Directions>
1. In the Tippler & Co review below, who opened Cafe Balzac?
2. List every payment method accepted according to the Tippler & Co review below.
3. Continue the Tippler & Co review below from its final sentence.
[Opening Text under study section]
58 Wellington Parade East Melbourne, Victoria 3002
|Opening hours||Wed-Fri 4pm-late; Sat noon-late; Sun noon-9pm|
|Features||Licensed, Accepts bookings, Vegetarian friendly, Gluten-free options, Private dining, Bar, Family friendly, Romance-first date|
|Prices||Cheap (mains under $20)|
|Payments||eftpos, AMEX, Cash, Visa, Mastercard|
|Phone||03 9416 0618|
In a food and booze-obsessed city like Melbourne, you'd think more attention might be paid to the sacred sites of the hospitality industry. If it was the case that we honoured the people and places that pushed boundaries - and sometimes the law - so that Melburnians could eat and drink like grown-ups, there'd be a plaque outside 58 Wellington Parade, East Melbourne, commemorating the site of the former Cafe Balzac. Opened by Georges and Mirka Mora in 1958, Balzac was the first place in Victoria to be granted a freshly minted restaurant licence and helped pave the way for how we eat and drink now.
Having Tippler & Co occupy the space is a fine alternative to a bronze plaque. The latest in a line of businesses to have followed Balzac, this flexible bar-diner honours its predecessors by understanding the way that we like to eat and drink. A relaxed, good-looking space, the three small downstairs rooms are a smart mix of terrazzo floors and timber panelling, with framed indigenous art on the walls and fresh flowers on the tables adding texture and personality. There are stools and high tables in one room, banquettes in another. Upstairs is a bigger room to catch the overflow on busy nights or when there's a game on at the nearby MCG.
The drinks lists are compact and well curated. There's a single page of cocktails that includes crowd-pleasers such as an espresso martini ($17) and house specials (the gin smash, $17.50, a double shot of Beefeater mixing it with strawberries, mint and cucumber).
[Closing Text under study section]
[Opening Provided information section]
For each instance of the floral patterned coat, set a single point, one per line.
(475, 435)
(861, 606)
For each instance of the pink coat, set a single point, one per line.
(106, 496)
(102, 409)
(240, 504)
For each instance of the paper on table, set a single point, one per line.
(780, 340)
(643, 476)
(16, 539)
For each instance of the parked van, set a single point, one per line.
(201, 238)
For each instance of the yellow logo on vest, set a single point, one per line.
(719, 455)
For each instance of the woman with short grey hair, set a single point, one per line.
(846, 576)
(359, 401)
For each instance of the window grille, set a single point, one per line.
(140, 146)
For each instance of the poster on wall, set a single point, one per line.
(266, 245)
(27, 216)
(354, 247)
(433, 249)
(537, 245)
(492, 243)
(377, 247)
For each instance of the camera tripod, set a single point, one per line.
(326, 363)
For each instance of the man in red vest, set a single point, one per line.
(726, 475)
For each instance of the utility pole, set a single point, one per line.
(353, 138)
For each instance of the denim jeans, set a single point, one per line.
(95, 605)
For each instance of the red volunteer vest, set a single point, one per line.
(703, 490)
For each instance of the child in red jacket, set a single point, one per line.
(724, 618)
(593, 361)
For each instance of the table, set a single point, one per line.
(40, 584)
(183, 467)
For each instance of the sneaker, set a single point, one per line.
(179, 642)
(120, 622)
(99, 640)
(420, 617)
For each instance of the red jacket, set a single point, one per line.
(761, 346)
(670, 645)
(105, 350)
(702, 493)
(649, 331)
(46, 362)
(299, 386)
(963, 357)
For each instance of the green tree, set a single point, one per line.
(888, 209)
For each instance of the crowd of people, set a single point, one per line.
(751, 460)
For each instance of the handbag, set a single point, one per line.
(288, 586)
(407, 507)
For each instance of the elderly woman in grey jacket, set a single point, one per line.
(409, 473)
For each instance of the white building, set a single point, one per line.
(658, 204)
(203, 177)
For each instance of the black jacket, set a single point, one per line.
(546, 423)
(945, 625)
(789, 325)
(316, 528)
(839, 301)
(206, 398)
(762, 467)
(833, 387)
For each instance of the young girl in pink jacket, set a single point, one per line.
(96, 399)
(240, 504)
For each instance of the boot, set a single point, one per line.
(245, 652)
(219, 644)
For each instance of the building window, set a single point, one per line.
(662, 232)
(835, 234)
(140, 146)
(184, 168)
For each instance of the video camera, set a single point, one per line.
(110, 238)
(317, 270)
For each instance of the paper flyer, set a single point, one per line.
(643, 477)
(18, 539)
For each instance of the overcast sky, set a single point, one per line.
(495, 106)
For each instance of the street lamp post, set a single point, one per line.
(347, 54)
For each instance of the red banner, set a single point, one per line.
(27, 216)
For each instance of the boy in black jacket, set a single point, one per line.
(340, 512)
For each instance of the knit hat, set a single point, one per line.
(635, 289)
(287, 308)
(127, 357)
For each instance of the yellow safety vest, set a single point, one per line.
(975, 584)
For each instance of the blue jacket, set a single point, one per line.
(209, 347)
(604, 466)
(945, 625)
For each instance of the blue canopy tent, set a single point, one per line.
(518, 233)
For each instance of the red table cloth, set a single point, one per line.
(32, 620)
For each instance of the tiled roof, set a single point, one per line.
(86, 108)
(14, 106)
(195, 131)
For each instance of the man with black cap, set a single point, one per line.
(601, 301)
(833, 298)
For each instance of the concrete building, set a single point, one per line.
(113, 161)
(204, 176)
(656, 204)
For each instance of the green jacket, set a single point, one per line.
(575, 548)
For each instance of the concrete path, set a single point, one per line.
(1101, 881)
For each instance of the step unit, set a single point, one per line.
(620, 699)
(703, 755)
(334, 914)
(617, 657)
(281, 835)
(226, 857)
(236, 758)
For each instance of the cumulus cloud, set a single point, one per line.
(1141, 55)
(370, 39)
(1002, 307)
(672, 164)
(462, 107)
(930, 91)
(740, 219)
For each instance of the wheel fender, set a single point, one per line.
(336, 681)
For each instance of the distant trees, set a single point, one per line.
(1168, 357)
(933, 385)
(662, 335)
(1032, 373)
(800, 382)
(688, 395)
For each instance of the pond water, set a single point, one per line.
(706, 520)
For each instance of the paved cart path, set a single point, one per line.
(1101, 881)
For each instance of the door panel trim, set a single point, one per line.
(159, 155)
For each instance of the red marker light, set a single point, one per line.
[Closing Provided information section]
Results of the exercise>
1. Georges and Mirka Mora

2. eftpos, AMEX, Cash, Visa, Mastercard

3.
Beers run to a page. There are usually five beers on tap plus a cider and the lean is towards local craft brewers, so you might get an excellent, hoppy Moon Dog "Love Tap" Double Lager ($6) or a Mountain Goat Steam Ale ($6). Bottled beers range further afield but you can still snag a VB, if that's your poison.
The wine list keeps to a couple of pages and is mindful of quality and price in equal measure, with good value local faves like 2012 Punt Road Pinot Noir ($9.50/$43) plus a few overseas labels such as a 2011 Dr Loosen Sonnenuhr Kabinett Riesling ($76).
A snack menu that runs the gamut from spiced roasted nuts ($5) and edamame ($5) to a rather good duck liver pâté ($6/$15) and sweet potato and kaffir lime arancini ($14) is available all day.
A longer, more substantial list with similarly wide-ranging influences (both Euro and Asian) is available during lunch and dinner hours and all day on Sundays.
Ideally located for pre-and post MCG imbibing, the Tippler has the appealing and inclusive feel that all local bar-diners strive for.
It's not trying anything too fancy but neither is it playing dumb. It aims for comfort and hospitality and it hits the mark. The ghosts of restaurants past would approve wholeheartedly.
Drink this Moon Dog "Love Tap" Double Lager ($6, 330ml)
Eat this Pea and smoked ham hock croquettes ($14)
Check this Go for ''Tipple Time'' (5-7pm every night, all day Sunday) for cut-price drink specials.